→ What you need to do:
1. Reproduce the stretch of the post on favorite hunting reads from "I have a couple" through "pheasant opening day.".
2. Decide whether each statement agrees with the post on favorite hunting reads. Answer yes or no and quote the deciding words.
(a) The Gray's Sporting Journal issue the writer names is from 1977.
(b) "There's Always Tomorrow" was written by Jack Curtis.
(c) Nash Buckingham used a 20 gauge on ducks.
3. Answer these questions from the post on favorite hunting reads.
(a) Which edition of Gray's Sporting Journal does the writer name?
(b) When does the writer reread the two stories?
(c) Which birds did Nash concentrate on mostly?

I have a couple not yet mentioned. I've read most of the books previously noted. One of my very favorite reads is not from a book, but a magazine: Gray's Sporting Journal, the Upland Birds edition, Volume 2, Issue 4, 1977. When I got married and got a decent job, this magazine became a favorite. Two stories from the above mentioned issue still stand out--"Prairie Queen" by Jack Curtis, in my opinion one of the finest short stories I've ever read; and the other very close second in that issue, "There's Always Tomorrow" by John Hewitt. I reread these 2 stories prior to every pheasant opening day.
Another fine book is "The Best of Nash Buckingham" by the noted outdoor writer George Bird Evans. This work is an anthology of Nash's decades of shooting in the Deep South. Nash concentrated mostly on waterfowl and quail, and he shot a helluva lot of birds. On ducks he used a 12 gauge overbored Fox HE side by side, choked "full and fuller"--he was an excellent wingshot.

→ Record list:

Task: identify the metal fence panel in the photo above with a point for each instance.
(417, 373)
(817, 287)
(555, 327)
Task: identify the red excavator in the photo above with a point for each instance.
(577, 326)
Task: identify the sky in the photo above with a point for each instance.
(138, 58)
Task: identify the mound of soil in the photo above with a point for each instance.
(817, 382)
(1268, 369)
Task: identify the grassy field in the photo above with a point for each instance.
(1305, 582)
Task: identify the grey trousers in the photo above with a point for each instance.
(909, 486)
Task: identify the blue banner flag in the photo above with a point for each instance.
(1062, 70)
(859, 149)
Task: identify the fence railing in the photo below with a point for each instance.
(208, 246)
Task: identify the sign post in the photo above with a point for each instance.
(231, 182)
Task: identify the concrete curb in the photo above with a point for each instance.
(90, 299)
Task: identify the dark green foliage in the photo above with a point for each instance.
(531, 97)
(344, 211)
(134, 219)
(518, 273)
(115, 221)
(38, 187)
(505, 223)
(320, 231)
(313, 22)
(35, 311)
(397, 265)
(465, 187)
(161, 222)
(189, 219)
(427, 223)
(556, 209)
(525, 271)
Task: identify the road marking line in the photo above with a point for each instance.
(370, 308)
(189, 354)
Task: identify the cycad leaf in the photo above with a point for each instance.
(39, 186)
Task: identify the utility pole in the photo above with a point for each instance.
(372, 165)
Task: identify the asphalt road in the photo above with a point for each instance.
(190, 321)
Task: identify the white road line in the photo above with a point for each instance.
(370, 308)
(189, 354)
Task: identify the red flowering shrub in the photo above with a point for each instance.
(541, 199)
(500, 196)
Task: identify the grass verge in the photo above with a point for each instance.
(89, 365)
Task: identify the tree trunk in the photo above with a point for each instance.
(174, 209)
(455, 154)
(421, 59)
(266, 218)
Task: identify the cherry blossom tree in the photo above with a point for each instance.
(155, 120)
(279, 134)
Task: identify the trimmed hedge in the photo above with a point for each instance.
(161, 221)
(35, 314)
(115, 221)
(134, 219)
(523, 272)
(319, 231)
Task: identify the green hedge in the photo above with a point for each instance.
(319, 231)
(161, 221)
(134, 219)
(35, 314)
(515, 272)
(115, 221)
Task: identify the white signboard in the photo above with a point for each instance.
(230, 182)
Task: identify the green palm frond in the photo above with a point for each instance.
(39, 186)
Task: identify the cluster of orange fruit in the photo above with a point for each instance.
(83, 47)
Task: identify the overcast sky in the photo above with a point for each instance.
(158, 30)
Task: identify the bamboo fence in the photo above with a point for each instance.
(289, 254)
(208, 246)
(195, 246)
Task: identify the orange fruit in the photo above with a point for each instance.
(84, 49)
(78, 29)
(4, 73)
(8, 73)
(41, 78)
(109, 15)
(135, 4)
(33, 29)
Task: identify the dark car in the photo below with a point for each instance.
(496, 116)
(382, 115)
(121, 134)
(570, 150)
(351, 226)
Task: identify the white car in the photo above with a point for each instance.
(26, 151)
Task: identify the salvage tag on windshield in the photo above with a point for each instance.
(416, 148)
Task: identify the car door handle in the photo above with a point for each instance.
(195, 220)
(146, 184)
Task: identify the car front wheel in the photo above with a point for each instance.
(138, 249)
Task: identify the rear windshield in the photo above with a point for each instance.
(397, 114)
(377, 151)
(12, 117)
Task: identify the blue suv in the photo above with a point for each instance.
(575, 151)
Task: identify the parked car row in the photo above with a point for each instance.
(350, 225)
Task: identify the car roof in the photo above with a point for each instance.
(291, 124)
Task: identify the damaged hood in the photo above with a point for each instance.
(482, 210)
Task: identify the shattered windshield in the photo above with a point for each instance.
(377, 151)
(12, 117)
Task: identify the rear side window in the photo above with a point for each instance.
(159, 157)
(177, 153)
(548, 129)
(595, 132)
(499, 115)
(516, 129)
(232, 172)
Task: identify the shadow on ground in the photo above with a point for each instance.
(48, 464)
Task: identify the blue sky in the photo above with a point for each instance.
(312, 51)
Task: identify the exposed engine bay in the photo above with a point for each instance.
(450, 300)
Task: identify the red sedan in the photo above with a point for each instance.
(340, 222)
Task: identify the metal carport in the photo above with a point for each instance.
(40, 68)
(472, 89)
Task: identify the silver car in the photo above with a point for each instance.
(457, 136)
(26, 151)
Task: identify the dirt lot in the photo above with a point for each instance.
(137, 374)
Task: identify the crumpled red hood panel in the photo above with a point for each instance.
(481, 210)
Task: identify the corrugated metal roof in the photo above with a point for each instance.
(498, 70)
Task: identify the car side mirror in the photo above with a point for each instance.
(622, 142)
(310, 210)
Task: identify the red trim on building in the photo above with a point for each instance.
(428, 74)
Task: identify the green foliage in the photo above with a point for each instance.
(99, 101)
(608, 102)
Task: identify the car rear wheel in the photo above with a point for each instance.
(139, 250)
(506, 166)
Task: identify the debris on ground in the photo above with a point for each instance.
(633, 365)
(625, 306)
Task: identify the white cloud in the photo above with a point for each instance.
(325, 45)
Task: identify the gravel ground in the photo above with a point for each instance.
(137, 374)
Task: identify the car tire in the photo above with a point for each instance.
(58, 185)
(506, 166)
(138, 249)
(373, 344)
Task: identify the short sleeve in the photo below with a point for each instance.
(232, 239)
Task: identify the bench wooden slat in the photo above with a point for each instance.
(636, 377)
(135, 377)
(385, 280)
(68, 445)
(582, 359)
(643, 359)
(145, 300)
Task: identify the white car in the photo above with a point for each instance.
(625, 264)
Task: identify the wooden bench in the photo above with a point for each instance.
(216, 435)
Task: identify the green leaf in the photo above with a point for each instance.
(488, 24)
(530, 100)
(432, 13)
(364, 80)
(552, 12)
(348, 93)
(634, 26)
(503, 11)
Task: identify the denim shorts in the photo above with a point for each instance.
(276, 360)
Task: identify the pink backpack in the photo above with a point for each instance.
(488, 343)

→ Expected responses:
1.
I have a couple not yet mentioned. I've read most of the books previously noted. One of my very favorite reads is not from a book, but a magazine: Gray's Sporting Journal, the Upland Birds edition, Volume 2, Issue 4, 1977. When I got married and got a decent job, this magazine became a favorite. Two stories from the above mentioned issue still stand out--"Prairie Queen" by Jack Curtis, in my opinion one of the finest short stories I've ever read; and the other very close second in that issue, "There's Always Tomorrow" by John Hewitt. I reread these 2 stories prior to every pheasant opening day.

2.
(a) Yes: "Volume 2, Issue 4, 1977"
(b) No: "There's Always Tomorrow" by John Hewitt
(c) No: "On ducks he used a 12 gauge overbored Fox HE side by side"

3.
(a) The Upland Birds edition
(b) Prior to every pheasant opening day
(c) Waterfowl and quail